* [What is being asked]: Find "label the dark green" in the records that follow; print that line and each subsequent line through the last one, verbatim and with nothing added.

* [Available records]:
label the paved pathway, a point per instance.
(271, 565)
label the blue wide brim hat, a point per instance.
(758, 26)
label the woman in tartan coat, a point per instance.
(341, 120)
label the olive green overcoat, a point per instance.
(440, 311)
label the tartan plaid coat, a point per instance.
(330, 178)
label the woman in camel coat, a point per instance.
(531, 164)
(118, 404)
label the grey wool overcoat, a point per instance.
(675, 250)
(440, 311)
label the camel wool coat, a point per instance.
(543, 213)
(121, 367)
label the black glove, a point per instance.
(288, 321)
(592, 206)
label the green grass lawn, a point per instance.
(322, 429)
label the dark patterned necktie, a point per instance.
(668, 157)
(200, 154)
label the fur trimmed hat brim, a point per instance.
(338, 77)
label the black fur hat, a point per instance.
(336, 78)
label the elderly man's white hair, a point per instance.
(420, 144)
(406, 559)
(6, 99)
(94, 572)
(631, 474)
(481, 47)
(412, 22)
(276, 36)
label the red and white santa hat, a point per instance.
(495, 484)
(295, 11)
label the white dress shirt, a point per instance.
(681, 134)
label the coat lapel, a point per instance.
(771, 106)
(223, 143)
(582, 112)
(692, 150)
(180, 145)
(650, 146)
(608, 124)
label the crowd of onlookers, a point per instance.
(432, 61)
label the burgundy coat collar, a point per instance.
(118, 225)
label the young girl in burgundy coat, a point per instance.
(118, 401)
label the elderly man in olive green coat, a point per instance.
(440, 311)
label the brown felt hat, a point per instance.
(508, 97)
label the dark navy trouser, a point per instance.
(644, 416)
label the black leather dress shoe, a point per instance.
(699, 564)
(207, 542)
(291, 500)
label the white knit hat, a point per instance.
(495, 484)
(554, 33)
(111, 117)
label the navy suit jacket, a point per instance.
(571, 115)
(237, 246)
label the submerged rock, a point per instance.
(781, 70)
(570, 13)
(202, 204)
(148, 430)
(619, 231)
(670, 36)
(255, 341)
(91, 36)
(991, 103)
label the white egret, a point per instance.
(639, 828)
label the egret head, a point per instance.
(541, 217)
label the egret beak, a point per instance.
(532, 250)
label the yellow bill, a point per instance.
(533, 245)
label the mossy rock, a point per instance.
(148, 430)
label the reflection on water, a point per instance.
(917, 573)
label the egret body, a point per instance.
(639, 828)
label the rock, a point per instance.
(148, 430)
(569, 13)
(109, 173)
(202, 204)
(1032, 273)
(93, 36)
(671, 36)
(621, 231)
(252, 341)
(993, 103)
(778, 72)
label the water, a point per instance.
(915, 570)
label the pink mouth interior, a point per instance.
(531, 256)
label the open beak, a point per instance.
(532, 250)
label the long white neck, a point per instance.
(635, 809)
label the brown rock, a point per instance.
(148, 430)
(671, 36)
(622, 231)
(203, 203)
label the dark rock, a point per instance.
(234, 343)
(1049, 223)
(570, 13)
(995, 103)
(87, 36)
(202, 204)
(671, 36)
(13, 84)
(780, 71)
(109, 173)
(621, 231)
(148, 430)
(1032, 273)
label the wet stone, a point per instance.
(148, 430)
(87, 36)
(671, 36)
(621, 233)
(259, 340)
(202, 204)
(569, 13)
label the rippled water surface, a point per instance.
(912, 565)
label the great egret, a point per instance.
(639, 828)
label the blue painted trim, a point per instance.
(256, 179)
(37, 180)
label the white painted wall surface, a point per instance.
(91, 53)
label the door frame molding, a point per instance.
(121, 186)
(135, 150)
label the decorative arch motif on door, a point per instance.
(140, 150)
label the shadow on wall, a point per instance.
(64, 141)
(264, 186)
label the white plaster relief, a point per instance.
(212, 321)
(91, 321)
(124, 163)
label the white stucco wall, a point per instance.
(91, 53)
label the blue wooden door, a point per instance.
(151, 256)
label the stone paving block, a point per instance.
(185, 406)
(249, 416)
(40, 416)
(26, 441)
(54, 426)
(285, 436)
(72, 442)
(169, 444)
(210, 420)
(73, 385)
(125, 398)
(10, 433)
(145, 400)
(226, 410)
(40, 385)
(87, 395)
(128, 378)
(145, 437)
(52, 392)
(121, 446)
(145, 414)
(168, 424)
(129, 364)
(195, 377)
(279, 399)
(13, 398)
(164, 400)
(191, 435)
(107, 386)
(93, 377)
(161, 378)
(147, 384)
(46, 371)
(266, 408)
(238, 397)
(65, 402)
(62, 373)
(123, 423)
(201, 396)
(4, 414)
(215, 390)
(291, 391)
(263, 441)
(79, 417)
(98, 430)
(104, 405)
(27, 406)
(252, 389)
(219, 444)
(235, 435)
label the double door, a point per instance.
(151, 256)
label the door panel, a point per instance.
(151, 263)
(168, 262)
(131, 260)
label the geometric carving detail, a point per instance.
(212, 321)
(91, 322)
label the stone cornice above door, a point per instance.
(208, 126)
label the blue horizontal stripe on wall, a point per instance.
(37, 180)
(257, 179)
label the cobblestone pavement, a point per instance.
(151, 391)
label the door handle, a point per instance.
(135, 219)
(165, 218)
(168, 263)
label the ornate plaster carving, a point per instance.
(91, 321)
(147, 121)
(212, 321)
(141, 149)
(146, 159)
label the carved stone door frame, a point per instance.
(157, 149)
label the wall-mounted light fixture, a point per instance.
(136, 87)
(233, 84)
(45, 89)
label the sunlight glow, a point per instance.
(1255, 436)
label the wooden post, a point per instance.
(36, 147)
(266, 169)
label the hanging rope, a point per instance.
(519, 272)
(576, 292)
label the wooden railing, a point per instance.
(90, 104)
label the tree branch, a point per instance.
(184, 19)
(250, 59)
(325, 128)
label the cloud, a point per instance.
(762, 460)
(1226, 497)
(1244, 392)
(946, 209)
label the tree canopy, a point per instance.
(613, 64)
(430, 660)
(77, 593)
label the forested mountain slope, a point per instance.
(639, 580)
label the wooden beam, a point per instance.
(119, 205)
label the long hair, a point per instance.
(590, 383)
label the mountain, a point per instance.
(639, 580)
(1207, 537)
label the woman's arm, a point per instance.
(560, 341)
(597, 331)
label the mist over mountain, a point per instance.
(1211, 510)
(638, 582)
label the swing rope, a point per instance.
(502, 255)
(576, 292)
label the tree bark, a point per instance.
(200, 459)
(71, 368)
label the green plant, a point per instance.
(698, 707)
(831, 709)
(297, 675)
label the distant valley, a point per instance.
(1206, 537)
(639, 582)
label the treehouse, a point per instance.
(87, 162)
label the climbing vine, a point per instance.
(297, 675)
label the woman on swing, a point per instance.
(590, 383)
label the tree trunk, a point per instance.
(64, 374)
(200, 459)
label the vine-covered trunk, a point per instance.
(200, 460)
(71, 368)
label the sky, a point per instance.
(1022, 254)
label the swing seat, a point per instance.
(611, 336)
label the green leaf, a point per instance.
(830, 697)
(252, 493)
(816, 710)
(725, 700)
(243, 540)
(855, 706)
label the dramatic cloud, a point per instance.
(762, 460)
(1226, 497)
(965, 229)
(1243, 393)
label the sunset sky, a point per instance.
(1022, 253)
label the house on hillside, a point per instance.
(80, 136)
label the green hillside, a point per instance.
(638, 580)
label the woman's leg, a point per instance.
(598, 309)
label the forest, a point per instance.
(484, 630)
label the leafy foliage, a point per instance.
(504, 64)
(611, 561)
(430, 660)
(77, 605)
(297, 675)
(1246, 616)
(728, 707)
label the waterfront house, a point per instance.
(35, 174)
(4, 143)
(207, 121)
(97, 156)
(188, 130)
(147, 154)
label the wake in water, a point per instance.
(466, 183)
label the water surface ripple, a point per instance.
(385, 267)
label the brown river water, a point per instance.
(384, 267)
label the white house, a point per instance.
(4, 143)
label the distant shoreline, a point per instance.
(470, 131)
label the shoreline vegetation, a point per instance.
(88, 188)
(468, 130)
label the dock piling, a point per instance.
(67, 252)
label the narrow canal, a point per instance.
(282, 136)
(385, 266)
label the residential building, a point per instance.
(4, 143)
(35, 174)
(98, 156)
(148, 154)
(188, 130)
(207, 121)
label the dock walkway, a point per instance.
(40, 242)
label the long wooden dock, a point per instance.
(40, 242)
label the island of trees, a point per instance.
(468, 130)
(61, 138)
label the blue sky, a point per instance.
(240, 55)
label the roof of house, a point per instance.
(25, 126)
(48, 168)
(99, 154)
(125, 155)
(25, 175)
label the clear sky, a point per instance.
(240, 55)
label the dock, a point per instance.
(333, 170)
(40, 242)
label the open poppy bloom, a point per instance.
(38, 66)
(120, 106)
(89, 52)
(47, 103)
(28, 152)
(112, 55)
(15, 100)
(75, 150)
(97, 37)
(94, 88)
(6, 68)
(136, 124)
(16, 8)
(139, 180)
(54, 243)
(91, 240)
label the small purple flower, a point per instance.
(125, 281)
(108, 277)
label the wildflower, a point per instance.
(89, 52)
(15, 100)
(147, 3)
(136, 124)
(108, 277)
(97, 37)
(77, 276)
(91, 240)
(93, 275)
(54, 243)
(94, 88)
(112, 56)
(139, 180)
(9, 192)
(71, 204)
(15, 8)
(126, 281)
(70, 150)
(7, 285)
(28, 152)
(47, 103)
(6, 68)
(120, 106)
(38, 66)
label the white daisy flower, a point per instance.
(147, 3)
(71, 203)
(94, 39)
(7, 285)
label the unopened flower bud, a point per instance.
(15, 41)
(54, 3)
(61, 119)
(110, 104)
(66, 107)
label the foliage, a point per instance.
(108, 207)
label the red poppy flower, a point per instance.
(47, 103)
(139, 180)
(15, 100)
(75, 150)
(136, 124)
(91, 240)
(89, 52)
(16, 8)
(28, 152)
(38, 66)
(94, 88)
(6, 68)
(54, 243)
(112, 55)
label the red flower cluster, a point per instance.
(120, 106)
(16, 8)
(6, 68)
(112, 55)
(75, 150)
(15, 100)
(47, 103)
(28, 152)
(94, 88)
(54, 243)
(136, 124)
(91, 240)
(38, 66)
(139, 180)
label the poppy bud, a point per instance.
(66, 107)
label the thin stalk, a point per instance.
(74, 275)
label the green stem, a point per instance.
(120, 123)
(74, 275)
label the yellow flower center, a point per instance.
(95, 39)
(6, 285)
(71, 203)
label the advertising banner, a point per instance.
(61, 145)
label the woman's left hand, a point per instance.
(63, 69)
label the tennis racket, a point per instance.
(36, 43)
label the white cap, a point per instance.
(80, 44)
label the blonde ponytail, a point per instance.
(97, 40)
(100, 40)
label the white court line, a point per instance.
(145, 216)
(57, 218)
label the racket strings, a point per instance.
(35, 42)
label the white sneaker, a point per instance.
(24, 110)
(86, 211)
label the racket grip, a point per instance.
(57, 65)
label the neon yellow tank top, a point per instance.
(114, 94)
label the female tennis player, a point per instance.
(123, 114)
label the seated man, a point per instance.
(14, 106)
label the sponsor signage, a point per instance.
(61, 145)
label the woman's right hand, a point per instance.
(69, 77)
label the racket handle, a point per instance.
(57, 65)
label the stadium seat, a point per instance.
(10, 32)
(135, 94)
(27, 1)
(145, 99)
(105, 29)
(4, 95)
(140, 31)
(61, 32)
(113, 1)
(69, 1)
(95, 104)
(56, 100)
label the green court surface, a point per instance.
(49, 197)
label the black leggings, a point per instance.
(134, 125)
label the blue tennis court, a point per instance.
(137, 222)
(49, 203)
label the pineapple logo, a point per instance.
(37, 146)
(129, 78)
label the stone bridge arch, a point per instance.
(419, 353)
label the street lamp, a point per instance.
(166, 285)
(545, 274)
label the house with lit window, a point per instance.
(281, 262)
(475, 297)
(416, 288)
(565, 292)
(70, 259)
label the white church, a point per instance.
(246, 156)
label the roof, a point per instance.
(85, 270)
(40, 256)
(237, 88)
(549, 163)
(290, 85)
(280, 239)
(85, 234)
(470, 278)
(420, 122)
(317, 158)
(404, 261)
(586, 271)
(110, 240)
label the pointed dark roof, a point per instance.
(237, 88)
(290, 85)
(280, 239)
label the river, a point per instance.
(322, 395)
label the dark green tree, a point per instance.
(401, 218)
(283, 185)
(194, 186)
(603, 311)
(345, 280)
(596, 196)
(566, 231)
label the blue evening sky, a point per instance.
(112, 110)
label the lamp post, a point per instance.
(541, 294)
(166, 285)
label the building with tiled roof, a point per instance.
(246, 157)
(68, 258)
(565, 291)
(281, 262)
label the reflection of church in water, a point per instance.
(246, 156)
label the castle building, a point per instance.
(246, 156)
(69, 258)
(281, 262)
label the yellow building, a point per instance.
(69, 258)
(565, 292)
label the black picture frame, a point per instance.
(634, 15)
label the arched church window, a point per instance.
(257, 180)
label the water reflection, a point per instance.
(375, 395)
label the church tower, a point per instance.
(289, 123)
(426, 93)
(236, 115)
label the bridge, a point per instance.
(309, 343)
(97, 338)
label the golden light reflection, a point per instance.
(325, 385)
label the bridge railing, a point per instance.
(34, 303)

* [Written solution]:
label the dark green tree, a point per instance.
(401, 218)
(283, 185)
(194, 186)
(603, 311)
(345, 280)
(596, 196)
(566, 231)
label the blue evening sky, a point per instance.
(112, 110)
label the lamp post, a point per instance.
(541, 294)
(166, 285)
label the building with tiled roof, a point per instance.
(246, 157)
(68, 258)
(565, 291)
(281, 262)
label the reflection of church in water, a point per instance.
(246, 156)
label the castle building, a point per instance.
(246, 156)
(69, 258)
(281, 262)
label the yellow building, a point per instance.
(69, 258)
(565, 292)
label the black picture frame, a point per instance.
(634, 15)
label the arched church window, a point per instance.
(257, 180)
label the water reflection, a point per instance.
(375, 395)
label the church tower, a point per instance.
(289, 123)
(426, 93)
(236, 115)
label the bridge, a point per instance.
(309, 343)
(97, 338)
label the golden light reflection, a point per instance.
(325, 385)
label the bridge railing, a point per instance.
(34, 303)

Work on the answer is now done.